INSTRUCTION: Can you edit the part of the records below that opens with the line containing "Timed drill: list bounding boxes for every green" and runs through the end of the records, replacing "integer pixel coordinates" with "whole-number pixel coordinates" and leaving everything else unchanged? Give back only that part.

[Start of DATA SUPPLIED]

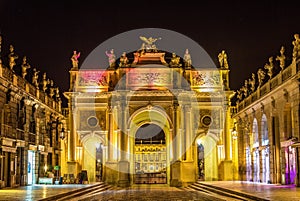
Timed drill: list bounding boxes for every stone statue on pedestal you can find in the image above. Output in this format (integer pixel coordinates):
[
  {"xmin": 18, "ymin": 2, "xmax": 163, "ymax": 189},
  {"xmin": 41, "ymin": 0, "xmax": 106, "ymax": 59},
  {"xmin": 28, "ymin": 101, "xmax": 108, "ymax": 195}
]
[
  {"xmin": 276, "ymin": 46, "xmax": 286, "ymax": 70},
  {"xmin": 264, "ymin": 57, "xmax": 274, "ymax": 79},
  {"xmin": 21, "ymin": 56, "xmax": 30, "ymax": 78},
  {"xmin": 8, "ymin": 45, "xmax": 19, "ymax": 70},
  {"xmin": 71, "ymin": 50, "xmax": 80, "ymax": 68}
]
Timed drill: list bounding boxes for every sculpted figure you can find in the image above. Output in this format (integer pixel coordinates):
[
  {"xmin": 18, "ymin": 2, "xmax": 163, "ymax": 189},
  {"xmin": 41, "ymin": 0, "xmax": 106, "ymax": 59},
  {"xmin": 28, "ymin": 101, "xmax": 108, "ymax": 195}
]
[
  {"xmin": 257, "ymin": 68, "xmax": 266, "ymax": 86},
  {"xmin": 71, "ymin": 50, "xmax": 80, "ymax": 68},
  {"xmin": 237, "ymin": 89, "xmax": 243, "ymax": 100},
  {"xmin": 8, "ymin": 45, "xmax": 19, "ymax": 70},
  {"xmin": 169, "ymin": 52, "xmax": 181, "ymax": 66},
  {"xmin": 276, "ymin": 46, "xmax": 286, "ymax": 70},
  {"xmin": 119, "ymin": 52, "xmax": 129, "ymax": 67},
  {"xmin": 264, "ymin": 57, "xmax": 274, "ymax": 79},
  {"xmin": 105, "ymin": 49, "xmax": 116, "ymax": 68},
  {"xmin": 242, "ymin": 80, "xmax": 249, "ymax": 97},
  {"xmin": 32, "ymin": 68, "xmax": 40, "ymax": 88},
  {"xmin": 183, "ymin": 49, "xmax": 192, "ymax": 68},
  {"xmin": 218, "ymin": 50, "xmax": 228, "ymax": 68},
  {"xmin": 21, "ymin": 56, "xmax": 30, "ymax": 78},
  {"xmin": 140, "ymin": 36, "xmax": 161, "ymax": 51}
]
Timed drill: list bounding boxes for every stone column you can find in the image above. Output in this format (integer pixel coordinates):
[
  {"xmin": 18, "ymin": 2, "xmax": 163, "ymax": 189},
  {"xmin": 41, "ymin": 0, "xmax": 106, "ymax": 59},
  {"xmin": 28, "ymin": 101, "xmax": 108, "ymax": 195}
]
[
  {"xmin": 184, "ymin": 105, "xmax": 192, "ymax": 161},
  {"xmin": 68, "ymin": 99, "xmax": 76, "ymax": 162},
  {"xmin": 107, "ymin": 105, "xmax": 114, "ymax": 161},
  {"xmin": 118, "ymin": 95, "xmax": 130, "ymax": 187}
]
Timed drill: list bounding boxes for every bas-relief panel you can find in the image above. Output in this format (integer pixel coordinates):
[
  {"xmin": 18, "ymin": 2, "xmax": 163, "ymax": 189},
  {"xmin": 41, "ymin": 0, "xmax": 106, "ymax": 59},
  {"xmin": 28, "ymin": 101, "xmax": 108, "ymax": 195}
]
[
  {"xmin": 127, "ymin": 68, "xmax": 172, "ymax": 86},
  {"xmin": 194, "ymin": 108, "xmax": 221, "ymax": 129},
  {"xmin": 78, "ymin": 110, "xmax": 106, "ymax": 130},
  {"xmin": 78, "ymin": 70, "xmax": 108, "ymax": 87}
]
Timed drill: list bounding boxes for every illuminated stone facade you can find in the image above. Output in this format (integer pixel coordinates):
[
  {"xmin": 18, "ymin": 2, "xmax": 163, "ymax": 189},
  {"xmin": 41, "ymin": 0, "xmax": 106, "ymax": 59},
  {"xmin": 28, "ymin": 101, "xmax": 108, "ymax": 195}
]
[
  {"xmin": 62, "ymin": 35, "xmax": 237, "ymax": 186},
  {"xmin": 232, "ymin": 34, "xmax": 300, "ymax": 186},
  {"xmin": 0, "ymin": 36, "xmax": 64, "ymax": 187}
]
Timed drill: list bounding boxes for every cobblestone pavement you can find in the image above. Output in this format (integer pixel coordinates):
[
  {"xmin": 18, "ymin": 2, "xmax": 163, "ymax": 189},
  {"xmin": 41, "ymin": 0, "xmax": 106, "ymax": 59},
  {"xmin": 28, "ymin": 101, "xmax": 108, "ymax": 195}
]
[
  {"xmin": 0, "ymin": 184, "xmax": 93, "ymax": 201},
  {"xmin": 77, "ymin": 186, "xmax": 234, "ymax": 201}
]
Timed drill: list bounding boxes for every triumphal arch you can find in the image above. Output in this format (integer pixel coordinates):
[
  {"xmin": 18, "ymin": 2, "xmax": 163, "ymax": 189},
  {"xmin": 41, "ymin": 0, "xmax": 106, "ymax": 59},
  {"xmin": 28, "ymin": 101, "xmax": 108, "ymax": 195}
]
[{"xmin": 61, "ymin": 28, "xmax": 233, "ymax": 186}]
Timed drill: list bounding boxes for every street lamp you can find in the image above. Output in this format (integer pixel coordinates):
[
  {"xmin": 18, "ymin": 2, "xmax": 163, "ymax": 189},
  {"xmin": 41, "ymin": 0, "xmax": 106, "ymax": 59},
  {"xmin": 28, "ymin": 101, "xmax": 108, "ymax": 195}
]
[
  {"xmin": 231, "ymin": 122, "xmax": 238, "ymax": 140},
  {"xmin": 59, "ymin": 126, "xmax": 66, "ymax": 140}
]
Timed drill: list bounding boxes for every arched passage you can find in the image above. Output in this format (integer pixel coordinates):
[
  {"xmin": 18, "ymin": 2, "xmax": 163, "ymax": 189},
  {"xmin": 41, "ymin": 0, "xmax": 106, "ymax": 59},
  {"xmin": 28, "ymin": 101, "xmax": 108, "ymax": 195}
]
[
  {"xmin": 129, "ymin": 106, "xmax": 172, "ymax": 184},
  {"xmin": 81, "ymin": 134, "xmax": 106, "ymax": 182},
  {"xmin": 195, "ymin": 134, "xmax": 218, "ymax": 181},
  {"xmin": 134, "ymin": 123, "xmax": 167, "ymax": 184}
]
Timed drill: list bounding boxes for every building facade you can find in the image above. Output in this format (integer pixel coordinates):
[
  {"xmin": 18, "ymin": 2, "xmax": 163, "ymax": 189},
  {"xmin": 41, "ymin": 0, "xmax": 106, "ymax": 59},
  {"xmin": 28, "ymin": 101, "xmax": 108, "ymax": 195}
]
[
  {"xmin": 61, "ymin": 31, "xmax": 237, "ymax": 186},
  {"xmin": 0, "ymin": 36, "xmax": 64, "ymax": 188},
  {"xmin": 232, "ymin": 34, "xmax": 300, "ymax": 186}
]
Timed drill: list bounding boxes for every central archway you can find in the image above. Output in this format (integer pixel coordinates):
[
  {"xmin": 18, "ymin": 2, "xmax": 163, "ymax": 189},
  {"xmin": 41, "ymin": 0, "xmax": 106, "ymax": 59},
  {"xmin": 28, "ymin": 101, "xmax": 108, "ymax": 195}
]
[
  {"xmin": 134, "ymin": 123, "xmax": 167, "ymax": 184},
  {"xmin": 129, "ymin": 106, "xmax": 173, "ymax": 184}
]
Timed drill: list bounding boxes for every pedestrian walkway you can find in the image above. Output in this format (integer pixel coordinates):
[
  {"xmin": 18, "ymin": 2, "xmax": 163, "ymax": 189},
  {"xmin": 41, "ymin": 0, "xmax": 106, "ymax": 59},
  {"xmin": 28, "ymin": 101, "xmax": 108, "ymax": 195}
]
[
  {"xmin": 200, "ymin": 181, "xmax": 300, "ymax": 201},
  {"xmin": 0, "ymin": 184, "xmax": 95, "ymax": 201},
  {"xmin": 0, "ymin": 181, "xmax": 300, "ymax": 201}
]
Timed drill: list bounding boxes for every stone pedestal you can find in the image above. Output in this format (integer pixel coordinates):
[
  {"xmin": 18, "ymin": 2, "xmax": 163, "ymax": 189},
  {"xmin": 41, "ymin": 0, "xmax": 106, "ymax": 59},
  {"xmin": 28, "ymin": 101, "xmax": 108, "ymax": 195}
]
[
  {"xmin": 170, "ymin": 161, "xmax": 197, "ymax": 187},
  {"xmin": 118, "ymin": 161, "xmax": 130, "ymax": 187},
  {"xmin": 219, "ymin": 160, "xmax": 233, "ymax": 181},
  {"xmin": 170, "ymin": 161, "xmax": 182, "ymax": 187},
  {"xmin": 103, "ymin": 162, "xmax": 119, "ymax": 185},
  {"xmin": 67, "ymin": 161, "xmax": 78, "ymax": 177},
  {"xmin": 181, "ymin": 161, "xmax": 197, "ymax": 186}
]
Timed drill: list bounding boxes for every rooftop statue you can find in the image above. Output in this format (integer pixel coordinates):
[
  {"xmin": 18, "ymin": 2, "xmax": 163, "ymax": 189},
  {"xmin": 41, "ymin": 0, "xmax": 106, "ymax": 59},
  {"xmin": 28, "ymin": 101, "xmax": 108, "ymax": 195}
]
[
  {"xmin": 183, "ymin": 49, "xmax": 192, "ymax": 68},
  {"xmin": 218, "ymin": 50, "xmax": 228, "ymax": 68},
  {"xmin": 276, "ymin": 46, "xmax": 286, "ymax": 70},
  {"xmin": 140, "ymin": 36, "xmax": 161, "ymax": 52},
  {"xmin": 32, "ymin": 68, "xmax": 40, "ymax": 88},
  {"xmin": 71, "ymin": 50, "xmax": 80, "ymax": 68},
  {"xmin": 21, "ymin": 56, "xmax": 30, "ymax": 78},
  {"xmin": 8, "ymin": 45, "xmax": 19, "ymax": 70},
  {"xmin": 257, "ymin": 68, "xmax": 266, "ymax": 86},
  {"xmin": 169, "ymin": 52, "xmax": 181, "ymax": 67},
  {"xmin": 105, "ymin": 49, "xmax": 116, "ymax": 68}
]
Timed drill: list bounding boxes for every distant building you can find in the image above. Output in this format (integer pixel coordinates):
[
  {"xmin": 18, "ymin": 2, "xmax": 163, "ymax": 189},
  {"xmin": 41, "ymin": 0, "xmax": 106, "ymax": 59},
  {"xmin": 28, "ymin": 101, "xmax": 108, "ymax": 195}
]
[{"xmin": 0, "ymin": 38, "xmax": 64, "ymax": 188}]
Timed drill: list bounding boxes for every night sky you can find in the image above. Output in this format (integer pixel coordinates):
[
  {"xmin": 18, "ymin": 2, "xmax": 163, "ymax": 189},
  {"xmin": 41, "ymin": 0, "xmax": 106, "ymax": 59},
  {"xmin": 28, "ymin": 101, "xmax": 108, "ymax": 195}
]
[{"xmin": 0, "ymin": 0, "xmax": 300, "ymax": 105}]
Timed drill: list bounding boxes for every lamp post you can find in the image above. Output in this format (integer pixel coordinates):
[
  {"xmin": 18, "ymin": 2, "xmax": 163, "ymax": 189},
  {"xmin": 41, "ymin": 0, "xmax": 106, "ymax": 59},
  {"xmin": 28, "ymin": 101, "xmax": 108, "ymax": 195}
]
[
  {"xmin": 231, "ymin": 122, "xmax": 238, "ymax": 180},
  {"xmin": 59, "ymin": 126, "xmax": 66, "ymax": 140}
]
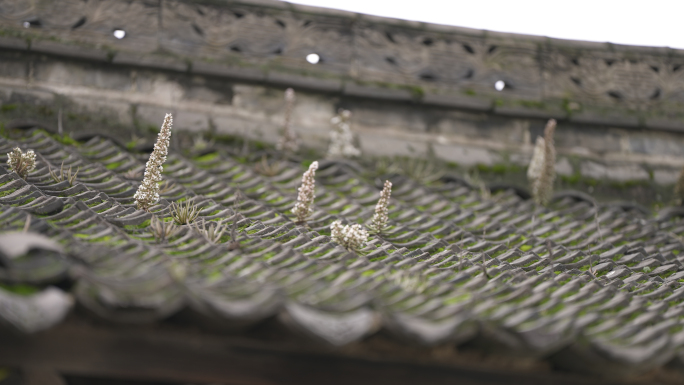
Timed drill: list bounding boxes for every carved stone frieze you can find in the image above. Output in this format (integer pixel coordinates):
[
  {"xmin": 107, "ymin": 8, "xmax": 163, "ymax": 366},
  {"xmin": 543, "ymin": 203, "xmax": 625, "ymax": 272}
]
[{"xmin": 0, "ymin": 0, "xmax": 684, "ymax": 119}]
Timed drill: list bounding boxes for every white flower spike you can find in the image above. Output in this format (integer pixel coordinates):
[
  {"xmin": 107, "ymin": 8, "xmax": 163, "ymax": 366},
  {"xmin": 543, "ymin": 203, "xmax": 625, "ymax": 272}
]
[
  {"xmin": 133, "ymin": 114, "xmax": 173, "ymax": 211},
  {"xmin": 330, "ymin": 221, "xmax": 368, "ymax": 252}
]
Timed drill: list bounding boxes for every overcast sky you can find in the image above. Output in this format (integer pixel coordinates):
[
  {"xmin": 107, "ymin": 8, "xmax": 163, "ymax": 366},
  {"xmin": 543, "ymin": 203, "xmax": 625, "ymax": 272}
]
[{"xmin": 290, "ymin": 0, "xmax": 684, "ymax": 49}]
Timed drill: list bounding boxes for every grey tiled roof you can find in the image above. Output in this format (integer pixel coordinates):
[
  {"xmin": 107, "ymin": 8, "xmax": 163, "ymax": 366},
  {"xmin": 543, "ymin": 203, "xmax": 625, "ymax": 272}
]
[{"xmin": 0, "ymin": 131, "xmax": 684, "ymax": 374}]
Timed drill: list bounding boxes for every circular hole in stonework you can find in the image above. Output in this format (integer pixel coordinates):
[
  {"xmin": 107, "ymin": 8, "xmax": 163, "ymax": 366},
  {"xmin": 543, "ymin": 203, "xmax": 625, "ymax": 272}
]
[
  {"xmin": 112, "ymin": 29, "xmax": 126, "ymax": 40},
  {"xmin": 21, "ymin": 19, "xmax": 43, "ymax": 28},
  {"xmin": 306, "ymin": 53, "xmax": 321, "ymax": 64}
]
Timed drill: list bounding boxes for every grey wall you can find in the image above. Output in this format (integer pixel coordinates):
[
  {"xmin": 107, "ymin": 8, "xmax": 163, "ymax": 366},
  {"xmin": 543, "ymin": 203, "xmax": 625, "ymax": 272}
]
[{"xmin": 0, "ymin": 0, "xmax": 684, "ymax": 183}]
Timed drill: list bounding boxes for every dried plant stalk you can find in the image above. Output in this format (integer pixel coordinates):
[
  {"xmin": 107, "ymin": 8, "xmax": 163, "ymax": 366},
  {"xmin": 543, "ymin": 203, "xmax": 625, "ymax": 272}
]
[{"xmin": 368, "ymin": 180, "xmax": 392, "ymax": 234}]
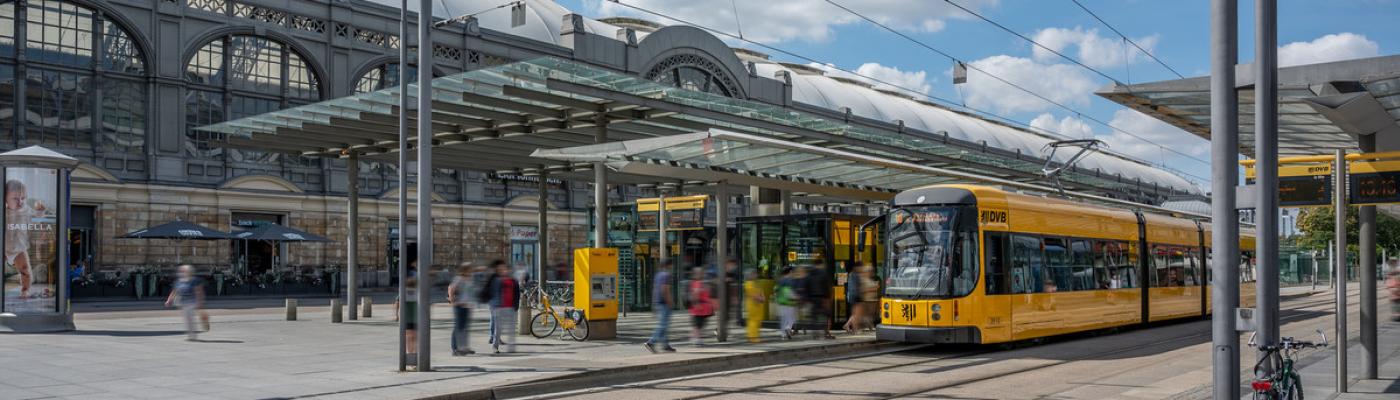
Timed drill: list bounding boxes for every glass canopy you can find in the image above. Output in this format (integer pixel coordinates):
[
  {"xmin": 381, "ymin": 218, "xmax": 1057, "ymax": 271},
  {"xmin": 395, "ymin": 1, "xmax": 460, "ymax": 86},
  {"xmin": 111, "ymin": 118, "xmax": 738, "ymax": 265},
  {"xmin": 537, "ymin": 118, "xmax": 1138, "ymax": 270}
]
[{"xmin": 199, "ymin": 57, "xmax": 1200, "ymax": 200}]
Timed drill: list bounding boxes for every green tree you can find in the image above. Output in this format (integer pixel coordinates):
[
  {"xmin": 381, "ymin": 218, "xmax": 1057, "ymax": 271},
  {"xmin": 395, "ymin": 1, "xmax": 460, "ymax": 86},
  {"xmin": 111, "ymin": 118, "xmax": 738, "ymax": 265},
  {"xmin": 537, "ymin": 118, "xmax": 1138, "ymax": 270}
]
[{"xmin": 1298, "ymin": 206, "xmax": 1400, "ymax": 250}]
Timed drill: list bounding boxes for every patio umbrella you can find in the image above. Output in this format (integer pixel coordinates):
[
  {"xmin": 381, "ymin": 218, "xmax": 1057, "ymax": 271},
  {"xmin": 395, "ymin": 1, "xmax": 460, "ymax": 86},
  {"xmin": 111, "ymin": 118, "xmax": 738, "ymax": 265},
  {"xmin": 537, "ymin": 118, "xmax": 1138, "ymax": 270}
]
[
  {"xmin": 118, "ymin": 220, "xmax": 232, "ymax": 263},
  {"xmin": 234, "ymin": 224, "xmax": 330, "ymax": 242}
]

[End of DATA SUPPLIED]

EXERCISE RESULT:
Timed drill: list bounding boxes for every green tree you can find in the image above. Output in this format (whole-number pixel coordinates):
[
  {"xmin": 381, "ymin": 218, "xmax": 1057, "ymax": 271},
  {"xmin": 395, "ymin": 1, "xmax": 460, "ymax": 86},
  {"xmin": 111, "ymin": 118, "xmax": 738, "ymax": 265},
  {"xmin": 537, "ymin": 118, "xmax": 1138, "ymax": 270}
]
[{"xmin": 1298, "ymin": 206, "xmax": 1400, "ymax": 250}]
Timed drill: list bounding boxes for every patio umbrella you can find in the image above. Output in this format (whole-number pixel coordinates):
[
  {"xmin": 381, "ymin": 218, "xmax": 1057, "ymax": 271},
  {"xmin": 395, "ymin": 1, "xmax": 460, "ymax": 86},
  {"xmin": 111, "ymin": 118, "xmax": 738, "ymax": 265},
  {"xmin": 537, "ymin": 118, "xmax": 1138, "ymax": 270}
]
[
  {"xmin": 118, "ymin": 220, "xmax": 232, "ymax": 263},
  {"xmin": 234, "ymin": 224, "xmax": 330, "ymax": 242}
]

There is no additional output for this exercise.